* START DOCUMENT EXTRACT *
GORDON BROWN, the Chancellor of the Exchequer, yesterday called for a new international standard of best practice to govern banks dealings with hedge funds. He said a new standard would address the "fundamental" problems with the level of transparency and disclosure provided by such funds.

International banking regulators are already drawing up a code of practise to encourage greater transparency and disclosure. But in a statement to parliament on last week's G7 communique on the international financial system, Mr Brown went further than his G7 counterparts.

He urged the Basle Committee on Banking Supervision to examine the capital adequacy rules which govern banks' dealings with hedge funds. "An agreed international standard of best practise would act as a benchmark both for financial institutions and their regulators," he said.

"Britain also believes that as part of the review of capital adequacy rules, the Basle committee needs to examine the appropriate treatment of banks' exposure to hedge funds so there is proper recognition of the risks that are involved."

Treasury sources said Mr Brown has already written to the Basle committee asking it to draw up tough rules on transparency and disclosure of hedge funds.

But since many funds are registered in off-shore centres outside regulators' reach, it may be more fruitful to establish new rules on how banks deal with the funds.
* END DOCUMENT EXTRACT *
▶ TASK LIST:
A: Translate this sentence from the article on hedge fund rules into French: "Treasury sources said Mr Brown has already written to the Basle committee asking it to draw up tough rules on transparency and disclosure of hedge funds."
B: Reproduce the article on hedge fund rules from "International banking regulators" to "his G7 counterparts.".
The material that comes after this point is separate from the article on hedge fund rules.
* START DATASET EXTRACT *
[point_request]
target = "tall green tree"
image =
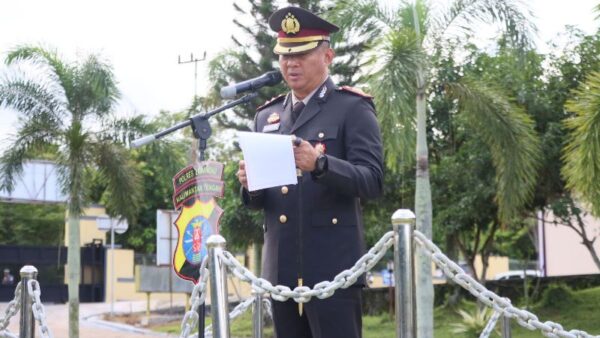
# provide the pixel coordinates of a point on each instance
(64, 104)
(401, 77)
(582, 151)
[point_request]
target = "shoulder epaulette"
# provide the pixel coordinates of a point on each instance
* END DATASET EXTRACT *
▶ ANSWERS TO EACH TASK:
A: Des sources du Trésor ont indiqué que M. Brown avait déjà écrit au comité de Bâle pour lui demander d'élaborer des règles strictes en matière de transparence et de divulgation des fonds spéculatifs.

B:
International banking regulators are already drawing up a code of practise to encourage greater transparency and disclosure. But in a statement to parliament on last week's G7 communique on the international financial system, Mr Brown went further than his G7 counterparts.